## What is asked
Please pick out and copy each line in the entries below that contains the word "ceiling". Match case.

## Records for processing
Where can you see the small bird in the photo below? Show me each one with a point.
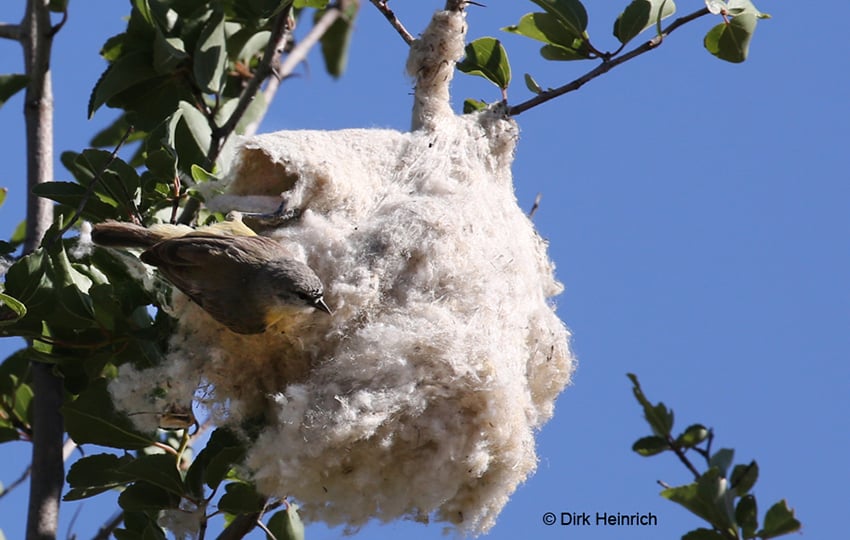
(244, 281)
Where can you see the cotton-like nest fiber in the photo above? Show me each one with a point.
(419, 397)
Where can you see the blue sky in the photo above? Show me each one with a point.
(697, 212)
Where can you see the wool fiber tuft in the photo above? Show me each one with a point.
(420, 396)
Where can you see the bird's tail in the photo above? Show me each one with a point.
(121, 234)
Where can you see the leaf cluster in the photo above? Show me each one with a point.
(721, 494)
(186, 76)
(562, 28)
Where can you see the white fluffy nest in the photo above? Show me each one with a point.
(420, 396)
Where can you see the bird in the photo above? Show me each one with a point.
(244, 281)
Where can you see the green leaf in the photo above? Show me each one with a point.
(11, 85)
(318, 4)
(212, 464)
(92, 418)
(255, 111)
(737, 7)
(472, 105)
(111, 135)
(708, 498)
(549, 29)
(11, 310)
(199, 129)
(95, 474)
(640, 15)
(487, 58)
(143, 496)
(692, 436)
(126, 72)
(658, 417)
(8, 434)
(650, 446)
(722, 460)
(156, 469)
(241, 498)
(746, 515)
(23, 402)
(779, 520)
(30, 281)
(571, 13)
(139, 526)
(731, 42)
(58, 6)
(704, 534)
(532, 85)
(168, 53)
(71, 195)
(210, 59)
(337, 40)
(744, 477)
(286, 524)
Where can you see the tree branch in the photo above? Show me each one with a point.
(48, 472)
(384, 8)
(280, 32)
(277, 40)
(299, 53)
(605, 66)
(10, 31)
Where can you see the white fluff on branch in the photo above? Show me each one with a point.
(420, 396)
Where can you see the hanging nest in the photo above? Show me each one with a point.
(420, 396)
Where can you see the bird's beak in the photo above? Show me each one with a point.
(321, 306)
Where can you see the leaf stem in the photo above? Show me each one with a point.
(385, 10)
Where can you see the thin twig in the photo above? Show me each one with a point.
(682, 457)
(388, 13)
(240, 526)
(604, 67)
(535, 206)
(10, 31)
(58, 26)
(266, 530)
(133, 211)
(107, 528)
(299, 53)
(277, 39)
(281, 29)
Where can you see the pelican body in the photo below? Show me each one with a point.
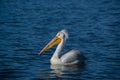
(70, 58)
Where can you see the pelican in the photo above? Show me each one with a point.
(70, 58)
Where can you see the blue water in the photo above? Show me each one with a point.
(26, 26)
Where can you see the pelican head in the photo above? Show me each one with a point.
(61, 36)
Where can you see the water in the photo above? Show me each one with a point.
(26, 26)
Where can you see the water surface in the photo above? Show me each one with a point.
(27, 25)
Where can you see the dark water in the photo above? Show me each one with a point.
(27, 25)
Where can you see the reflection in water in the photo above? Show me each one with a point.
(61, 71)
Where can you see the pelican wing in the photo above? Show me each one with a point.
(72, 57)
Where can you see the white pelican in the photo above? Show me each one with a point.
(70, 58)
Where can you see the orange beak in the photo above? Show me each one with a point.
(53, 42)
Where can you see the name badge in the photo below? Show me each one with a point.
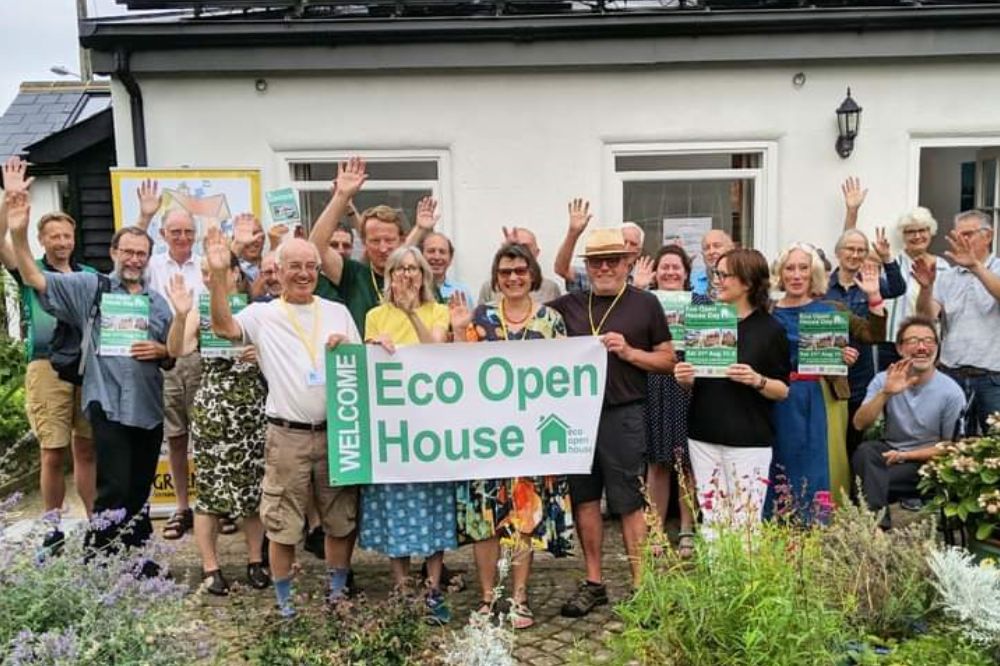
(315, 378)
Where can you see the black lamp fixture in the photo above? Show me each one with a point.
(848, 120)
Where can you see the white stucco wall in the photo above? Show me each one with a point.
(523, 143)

==

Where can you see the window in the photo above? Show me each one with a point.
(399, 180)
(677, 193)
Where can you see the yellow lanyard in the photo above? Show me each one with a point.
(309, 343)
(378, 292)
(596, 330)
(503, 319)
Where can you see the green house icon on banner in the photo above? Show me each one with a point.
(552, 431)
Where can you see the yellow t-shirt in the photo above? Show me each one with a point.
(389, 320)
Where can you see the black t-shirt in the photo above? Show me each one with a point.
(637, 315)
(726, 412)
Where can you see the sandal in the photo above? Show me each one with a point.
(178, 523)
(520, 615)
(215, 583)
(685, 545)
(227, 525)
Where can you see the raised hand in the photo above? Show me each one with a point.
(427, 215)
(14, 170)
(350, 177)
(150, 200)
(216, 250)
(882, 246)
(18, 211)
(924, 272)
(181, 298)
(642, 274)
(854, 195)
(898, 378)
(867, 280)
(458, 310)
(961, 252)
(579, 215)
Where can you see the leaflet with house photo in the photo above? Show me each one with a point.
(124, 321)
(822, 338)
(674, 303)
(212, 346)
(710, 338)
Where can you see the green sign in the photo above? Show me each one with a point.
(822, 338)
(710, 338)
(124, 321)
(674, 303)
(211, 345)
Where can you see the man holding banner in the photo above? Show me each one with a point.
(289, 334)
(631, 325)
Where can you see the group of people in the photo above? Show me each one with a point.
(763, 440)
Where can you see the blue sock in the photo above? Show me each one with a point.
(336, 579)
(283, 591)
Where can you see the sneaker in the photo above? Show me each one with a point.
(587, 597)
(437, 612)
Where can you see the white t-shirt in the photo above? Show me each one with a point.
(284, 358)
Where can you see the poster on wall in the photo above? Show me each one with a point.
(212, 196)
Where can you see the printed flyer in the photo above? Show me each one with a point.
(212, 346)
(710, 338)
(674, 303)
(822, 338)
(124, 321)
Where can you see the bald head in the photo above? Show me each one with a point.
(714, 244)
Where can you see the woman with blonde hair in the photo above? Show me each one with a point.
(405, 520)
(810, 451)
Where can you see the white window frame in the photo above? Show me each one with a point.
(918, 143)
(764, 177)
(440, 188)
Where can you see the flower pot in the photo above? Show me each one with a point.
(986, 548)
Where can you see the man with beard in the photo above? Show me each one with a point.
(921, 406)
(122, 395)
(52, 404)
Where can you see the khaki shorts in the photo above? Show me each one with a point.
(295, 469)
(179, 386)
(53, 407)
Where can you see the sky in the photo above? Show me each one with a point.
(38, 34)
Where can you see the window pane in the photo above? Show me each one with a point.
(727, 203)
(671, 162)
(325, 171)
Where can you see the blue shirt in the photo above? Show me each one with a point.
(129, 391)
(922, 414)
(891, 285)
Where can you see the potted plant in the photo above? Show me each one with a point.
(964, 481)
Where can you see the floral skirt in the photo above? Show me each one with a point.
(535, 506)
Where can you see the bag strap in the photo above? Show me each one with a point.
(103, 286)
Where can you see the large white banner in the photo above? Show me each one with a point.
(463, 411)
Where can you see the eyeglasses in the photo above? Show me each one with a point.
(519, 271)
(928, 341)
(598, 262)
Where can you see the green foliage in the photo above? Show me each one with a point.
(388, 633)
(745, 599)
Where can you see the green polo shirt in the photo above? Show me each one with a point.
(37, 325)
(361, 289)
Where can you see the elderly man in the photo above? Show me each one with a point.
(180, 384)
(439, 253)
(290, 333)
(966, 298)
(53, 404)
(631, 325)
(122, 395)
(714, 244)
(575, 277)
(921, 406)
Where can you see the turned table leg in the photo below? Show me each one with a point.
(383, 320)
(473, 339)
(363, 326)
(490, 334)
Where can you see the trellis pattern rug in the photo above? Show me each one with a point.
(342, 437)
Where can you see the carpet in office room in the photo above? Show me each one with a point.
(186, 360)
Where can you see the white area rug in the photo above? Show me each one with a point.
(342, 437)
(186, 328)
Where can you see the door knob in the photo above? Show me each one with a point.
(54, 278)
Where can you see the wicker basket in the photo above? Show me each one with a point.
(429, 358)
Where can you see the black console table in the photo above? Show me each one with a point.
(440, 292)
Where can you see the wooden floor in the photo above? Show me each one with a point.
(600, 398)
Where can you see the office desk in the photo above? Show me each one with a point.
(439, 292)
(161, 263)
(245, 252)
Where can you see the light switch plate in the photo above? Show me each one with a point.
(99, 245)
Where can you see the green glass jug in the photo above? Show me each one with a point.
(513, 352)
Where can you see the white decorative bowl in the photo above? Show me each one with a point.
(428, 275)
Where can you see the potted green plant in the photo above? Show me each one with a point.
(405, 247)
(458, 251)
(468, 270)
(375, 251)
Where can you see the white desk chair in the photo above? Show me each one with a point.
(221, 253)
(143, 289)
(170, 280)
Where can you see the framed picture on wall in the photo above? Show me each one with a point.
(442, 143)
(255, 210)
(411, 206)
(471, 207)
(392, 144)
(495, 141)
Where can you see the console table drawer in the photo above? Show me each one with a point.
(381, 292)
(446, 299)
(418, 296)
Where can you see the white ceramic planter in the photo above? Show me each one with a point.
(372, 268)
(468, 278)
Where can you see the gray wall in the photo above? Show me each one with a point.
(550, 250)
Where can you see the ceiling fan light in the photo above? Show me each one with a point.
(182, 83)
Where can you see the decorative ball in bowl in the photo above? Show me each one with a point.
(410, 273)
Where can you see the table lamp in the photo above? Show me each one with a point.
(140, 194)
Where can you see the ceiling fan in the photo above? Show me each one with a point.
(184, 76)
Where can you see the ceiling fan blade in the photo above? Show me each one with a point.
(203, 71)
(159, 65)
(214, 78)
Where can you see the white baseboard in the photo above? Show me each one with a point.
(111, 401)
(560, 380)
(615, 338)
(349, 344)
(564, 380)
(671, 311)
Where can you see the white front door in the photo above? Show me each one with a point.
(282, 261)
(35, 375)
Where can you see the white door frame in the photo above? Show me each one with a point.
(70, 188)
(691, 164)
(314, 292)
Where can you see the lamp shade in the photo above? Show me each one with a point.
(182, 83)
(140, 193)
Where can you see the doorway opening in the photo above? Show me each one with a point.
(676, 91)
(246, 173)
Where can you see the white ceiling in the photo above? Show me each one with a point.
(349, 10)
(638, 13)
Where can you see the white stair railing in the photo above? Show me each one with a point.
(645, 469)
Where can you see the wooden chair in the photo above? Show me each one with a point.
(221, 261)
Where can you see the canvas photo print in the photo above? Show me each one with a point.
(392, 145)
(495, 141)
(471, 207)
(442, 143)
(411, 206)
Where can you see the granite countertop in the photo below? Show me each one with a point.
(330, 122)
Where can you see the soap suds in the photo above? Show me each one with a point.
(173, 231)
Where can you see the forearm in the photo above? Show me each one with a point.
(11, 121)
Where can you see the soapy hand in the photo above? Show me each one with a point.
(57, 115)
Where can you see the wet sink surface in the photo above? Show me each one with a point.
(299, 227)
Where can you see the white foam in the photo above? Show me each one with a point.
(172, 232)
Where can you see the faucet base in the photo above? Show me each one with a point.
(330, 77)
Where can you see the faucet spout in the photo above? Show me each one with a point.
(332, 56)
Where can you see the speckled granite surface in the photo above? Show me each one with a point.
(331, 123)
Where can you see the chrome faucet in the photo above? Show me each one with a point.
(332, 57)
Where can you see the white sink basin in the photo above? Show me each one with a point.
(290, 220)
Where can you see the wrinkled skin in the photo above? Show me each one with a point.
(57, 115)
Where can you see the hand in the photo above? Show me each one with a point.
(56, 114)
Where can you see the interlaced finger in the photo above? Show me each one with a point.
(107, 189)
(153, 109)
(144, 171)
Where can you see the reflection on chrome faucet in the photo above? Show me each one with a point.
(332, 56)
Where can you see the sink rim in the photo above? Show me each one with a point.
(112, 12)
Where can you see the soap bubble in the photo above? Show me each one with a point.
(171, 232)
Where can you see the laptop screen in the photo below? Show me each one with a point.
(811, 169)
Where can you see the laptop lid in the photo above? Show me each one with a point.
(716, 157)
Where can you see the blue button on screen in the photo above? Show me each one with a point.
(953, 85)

---

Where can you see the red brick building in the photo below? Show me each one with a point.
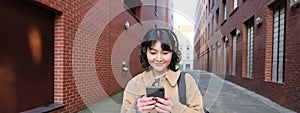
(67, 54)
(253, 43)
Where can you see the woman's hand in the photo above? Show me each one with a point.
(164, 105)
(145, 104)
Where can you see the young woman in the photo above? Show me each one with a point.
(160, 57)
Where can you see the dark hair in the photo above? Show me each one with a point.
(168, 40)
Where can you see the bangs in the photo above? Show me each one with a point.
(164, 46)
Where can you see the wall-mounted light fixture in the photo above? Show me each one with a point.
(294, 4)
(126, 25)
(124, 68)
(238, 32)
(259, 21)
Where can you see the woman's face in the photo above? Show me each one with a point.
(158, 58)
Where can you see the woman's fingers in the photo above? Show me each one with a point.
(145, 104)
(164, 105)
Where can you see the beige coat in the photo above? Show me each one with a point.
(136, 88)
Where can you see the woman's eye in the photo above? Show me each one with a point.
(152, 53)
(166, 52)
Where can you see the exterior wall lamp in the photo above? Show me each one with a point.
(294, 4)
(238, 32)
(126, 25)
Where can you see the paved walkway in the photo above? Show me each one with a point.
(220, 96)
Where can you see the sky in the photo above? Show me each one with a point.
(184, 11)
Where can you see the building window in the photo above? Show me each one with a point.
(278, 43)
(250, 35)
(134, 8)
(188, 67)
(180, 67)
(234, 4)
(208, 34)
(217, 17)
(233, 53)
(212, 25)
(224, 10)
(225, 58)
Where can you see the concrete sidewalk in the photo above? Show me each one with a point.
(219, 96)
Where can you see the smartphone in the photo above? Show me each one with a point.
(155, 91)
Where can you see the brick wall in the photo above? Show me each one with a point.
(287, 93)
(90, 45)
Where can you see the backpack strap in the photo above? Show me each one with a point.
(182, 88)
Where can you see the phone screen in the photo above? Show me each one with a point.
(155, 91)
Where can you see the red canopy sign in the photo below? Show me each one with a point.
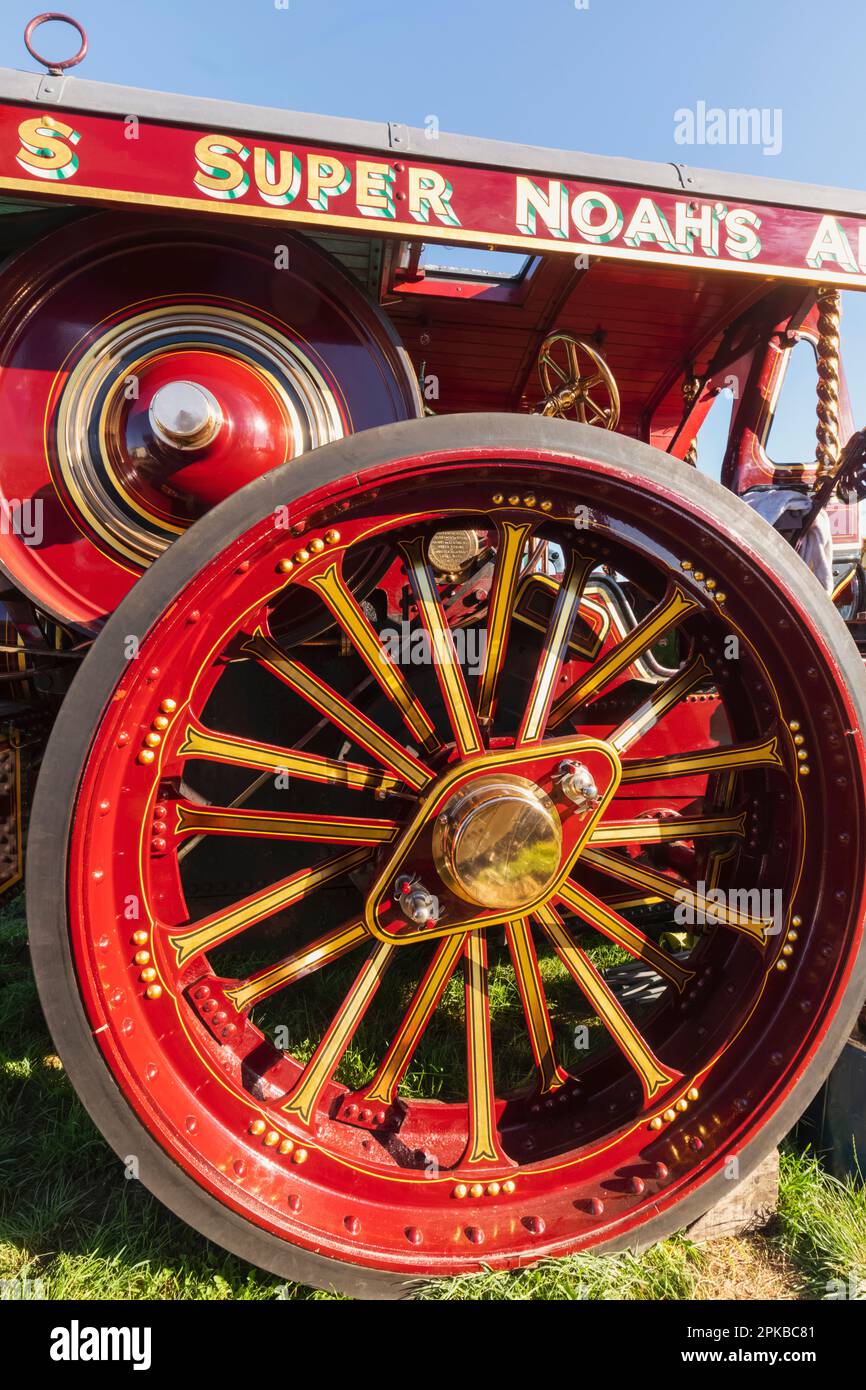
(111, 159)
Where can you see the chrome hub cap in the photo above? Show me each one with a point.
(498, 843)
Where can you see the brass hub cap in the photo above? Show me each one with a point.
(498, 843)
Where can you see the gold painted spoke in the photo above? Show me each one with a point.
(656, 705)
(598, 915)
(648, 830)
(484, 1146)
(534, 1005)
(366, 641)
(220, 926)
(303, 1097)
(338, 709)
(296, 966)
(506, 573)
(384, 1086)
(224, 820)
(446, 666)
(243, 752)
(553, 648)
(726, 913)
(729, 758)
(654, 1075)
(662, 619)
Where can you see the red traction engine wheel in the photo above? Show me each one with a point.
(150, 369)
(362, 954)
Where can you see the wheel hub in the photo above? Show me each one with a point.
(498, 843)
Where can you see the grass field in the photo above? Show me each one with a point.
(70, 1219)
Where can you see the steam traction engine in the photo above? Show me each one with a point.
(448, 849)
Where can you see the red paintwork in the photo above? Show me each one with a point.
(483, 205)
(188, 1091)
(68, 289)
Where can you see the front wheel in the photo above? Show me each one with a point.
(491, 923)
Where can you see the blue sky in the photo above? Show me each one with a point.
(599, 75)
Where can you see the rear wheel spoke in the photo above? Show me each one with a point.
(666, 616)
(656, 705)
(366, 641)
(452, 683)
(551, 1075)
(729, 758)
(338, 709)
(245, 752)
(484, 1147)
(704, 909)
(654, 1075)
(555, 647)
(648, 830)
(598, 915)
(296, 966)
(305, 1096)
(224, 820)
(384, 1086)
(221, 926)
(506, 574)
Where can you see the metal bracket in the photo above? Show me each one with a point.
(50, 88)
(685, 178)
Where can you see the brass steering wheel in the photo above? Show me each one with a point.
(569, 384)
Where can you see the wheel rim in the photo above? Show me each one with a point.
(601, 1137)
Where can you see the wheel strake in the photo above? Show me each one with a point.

## Finished exercise
Where can you see the ceiling fan light in the photo above? Show me each one with a point.
Where can you see the ceiling fan in the photo above? Show me each one with a point.
Where can you see the ceiling fan blade in the photo above? Show me each one with a point.
Where can you see the white ceiling in the photo above? Show me each one with a point.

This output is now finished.